**OBJECTIF:**
Reproduisez telles quelles les lignes du listing comprises entre celle qui contient « For each instance of the green tree, the » et celle qui contient « pixel 58 24 », ces deux lignes incluses.

**DONNÉES FOURNIES:**
* * * * * * *

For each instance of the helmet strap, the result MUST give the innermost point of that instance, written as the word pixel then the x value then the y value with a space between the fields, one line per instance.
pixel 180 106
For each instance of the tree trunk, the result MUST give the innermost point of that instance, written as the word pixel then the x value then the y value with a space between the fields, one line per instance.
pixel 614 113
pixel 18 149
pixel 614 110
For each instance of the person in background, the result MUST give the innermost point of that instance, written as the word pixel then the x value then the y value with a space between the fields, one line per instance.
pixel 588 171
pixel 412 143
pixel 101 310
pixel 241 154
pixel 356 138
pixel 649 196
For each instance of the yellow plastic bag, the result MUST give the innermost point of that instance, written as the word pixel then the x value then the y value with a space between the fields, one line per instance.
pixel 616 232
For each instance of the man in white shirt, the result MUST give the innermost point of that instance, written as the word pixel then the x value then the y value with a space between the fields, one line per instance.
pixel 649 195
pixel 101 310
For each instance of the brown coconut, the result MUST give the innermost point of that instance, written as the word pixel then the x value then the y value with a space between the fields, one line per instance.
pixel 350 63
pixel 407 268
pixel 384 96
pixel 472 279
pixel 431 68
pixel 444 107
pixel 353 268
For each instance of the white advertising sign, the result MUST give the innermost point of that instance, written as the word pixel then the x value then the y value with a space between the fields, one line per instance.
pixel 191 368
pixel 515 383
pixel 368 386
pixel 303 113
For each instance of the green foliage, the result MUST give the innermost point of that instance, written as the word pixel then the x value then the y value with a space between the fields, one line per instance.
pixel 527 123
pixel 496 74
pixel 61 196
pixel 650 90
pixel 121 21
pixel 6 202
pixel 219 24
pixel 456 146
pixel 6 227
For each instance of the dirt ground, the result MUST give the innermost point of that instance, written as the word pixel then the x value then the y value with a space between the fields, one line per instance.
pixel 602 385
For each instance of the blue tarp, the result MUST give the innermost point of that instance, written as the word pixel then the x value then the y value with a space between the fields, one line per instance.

* * * * * * *

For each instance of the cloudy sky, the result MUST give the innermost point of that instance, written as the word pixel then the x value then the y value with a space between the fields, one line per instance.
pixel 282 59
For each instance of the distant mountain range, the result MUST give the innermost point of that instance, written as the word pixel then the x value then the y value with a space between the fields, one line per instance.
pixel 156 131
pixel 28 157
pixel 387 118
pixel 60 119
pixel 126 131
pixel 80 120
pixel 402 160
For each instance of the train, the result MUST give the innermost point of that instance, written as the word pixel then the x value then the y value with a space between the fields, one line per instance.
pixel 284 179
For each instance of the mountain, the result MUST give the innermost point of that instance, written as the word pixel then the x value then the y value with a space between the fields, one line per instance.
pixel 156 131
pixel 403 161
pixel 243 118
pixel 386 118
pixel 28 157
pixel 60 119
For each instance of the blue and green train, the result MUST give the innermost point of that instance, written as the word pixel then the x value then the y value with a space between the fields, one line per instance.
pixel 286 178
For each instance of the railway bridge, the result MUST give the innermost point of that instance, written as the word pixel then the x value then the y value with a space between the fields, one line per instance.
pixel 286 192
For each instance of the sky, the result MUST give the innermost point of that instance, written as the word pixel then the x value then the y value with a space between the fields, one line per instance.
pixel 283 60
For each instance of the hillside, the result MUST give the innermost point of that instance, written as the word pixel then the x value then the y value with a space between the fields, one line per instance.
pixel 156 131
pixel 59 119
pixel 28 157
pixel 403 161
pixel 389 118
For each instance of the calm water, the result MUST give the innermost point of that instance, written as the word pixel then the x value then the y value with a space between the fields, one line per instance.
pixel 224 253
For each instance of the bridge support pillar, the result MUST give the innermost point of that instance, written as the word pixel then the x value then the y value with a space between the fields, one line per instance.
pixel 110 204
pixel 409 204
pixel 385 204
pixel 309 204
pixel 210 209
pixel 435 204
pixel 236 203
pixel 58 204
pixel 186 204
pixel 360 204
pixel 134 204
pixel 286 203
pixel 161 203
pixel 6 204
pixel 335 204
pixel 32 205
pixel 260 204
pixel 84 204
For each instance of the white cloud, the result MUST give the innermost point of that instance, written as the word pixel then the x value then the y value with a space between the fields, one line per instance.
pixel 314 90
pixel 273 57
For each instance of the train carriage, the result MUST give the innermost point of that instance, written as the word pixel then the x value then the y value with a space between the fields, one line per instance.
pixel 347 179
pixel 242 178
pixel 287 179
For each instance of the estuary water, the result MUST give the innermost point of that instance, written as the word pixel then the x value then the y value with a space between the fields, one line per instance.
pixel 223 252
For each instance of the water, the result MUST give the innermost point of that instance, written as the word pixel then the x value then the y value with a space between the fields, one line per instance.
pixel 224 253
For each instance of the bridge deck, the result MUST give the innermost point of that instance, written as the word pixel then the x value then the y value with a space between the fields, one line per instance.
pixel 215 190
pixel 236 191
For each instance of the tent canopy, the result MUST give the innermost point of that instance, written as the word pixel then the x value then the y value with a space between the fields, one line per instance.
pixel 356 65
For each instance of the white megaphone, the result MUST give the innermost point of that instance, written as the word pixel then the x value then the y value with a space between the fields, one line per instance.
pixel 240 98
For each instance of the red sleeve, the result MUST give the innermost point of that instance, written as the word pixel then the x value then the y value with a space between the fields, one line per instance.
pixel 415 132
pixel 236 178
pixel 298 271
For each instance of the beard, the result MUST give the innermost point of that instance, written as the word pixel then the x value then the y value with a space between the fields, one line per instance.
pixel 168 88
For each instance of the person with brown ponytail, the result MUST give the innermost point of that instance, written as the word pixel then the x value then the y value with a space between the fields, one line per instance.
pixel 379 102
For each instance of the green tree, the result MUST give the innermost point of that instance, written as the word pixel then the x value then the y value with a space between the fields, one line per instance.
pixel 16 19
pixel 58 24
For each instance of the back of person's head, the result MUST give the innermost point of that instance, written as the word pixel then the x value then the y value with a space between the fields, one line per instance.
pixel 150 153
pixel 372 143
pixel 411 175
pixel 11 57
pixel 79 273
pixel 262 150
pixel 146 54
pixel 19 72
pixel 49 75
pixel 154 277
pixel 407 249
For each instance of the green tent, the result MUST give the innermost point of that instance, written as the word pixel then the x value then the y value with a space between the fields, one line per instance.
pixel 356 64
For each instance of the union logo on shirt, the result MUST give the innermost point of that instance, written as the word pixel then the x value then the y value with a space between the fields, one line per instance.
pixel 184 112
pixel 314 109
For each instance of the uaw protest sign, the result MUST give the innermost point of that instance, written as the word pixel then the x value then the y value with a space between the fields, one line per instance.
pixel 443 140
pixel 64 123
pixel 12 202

* * * * * * *

**CORRIGÉ DÉTAILLÉ:**
For each instance of the green tree, the result MUST give the innermost point of that instance, written as the word pixel then the x value then the y value with a space between the fields, one line per instance.
pixel 16 19
pixel 58 24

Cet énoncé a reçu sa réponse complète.